> _GIVEN RECORDS_
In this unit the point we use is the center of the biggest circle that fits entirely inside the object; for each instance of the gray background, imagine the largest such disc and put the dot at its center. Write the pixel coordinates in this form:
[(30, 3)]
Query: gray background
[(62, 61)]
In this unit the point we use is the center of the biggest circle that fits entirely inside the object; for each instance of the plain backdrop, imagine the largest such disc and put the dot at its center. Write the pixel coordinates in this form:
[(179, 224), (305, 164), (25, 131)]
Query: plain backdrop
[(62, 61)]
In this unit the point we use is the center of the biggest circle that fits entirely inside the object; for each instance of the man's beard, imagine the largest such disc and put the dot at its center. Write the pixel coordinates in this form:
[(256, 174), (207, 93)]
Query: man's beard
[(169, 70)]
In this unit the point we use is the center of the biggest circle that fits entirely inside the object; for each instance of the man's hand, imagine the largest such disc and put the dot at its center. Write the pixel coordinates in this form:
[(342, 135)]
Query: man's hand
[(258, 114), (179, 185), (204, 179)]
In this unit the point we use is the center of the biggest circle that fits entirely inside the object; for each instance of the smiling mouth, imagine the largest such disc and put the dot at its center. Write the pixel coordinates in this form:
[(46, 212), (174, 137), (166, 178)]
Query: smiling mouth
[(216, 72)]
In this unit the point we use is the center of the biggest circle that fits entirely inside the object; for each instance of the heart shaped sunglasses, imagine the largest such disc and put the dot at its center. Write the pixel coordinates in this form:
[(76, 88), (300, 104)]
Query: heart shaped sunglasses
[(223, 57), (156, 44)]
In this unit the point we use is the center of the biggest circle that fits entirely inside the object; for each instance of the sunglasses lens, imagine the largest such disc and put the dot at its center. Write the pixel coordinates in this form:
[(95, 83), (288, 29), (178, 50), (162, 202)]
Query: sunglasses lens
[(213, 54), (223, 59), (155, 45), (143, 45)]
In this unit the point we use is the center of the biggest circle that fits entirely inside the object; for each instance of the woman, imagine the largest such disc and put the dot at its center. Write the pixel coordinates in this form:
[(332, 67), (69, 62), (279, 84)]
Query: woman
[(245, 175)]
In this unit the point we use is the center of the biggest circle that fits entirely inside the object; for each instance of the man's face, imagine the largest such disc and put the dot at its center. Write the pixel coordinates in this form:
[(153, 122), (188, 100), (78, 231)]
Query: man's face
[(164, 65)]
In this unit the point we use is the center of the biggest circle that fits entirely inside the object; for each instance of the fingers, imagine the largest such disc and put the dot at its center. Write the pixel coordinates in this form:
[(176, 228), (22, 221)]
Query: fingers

> _WHAT THE TASK ASKS_
Lines from the one holding "[(76, 88), (300, 104)]" through the last line of the material are to be repeated exactly; no other lines belong in the answer.

> _RESULT OF THE EXERCISE_
[(76, 88), (300, 104)]
Query: heart shaped sunglasses
[(223, 57), (156, 44)]
In this unit the point we use is the center of the biggest circle that fits entirely inside the object; for each instance of the sunglasses lens, imagine the largest such disc and put the dot at its center. Write the pixel coordinates in this form:
[(95, 83), (288, 29), (178, 50), (162, 202)]
Query: sunglasses lens
[(213, 54), (223, 59), (155, 45), (143, 45)]
In this unit the point we use is the center of the biggest circle that fits entirely inside the object; for each instance of the woman, imagine the largest such disc and put the dot at its center. Write the pixel coordinates in this form:
[(332, 67), (69, 62), (279, 84)]
Query: woman
[(245, 175)]
In this unit the point we use is the center of the biggest circle that fits entirely inside the object; for each instance of the man's face, imagine the largest such disc and put the dot at its center. Write the pixel coordinates in this form:
[(153, 122), (188, 100), (78, 231)]
Query: man's face
[(164, 65)]
In this unit the point we use is the center of the biggest circle that fits entirely inside the object; for each instance of the fingers, imagine the largest such disc and put the dot at its center. Write the pixel coordinates in this form:
[(176, 228), (22, 221)]
Query: fingers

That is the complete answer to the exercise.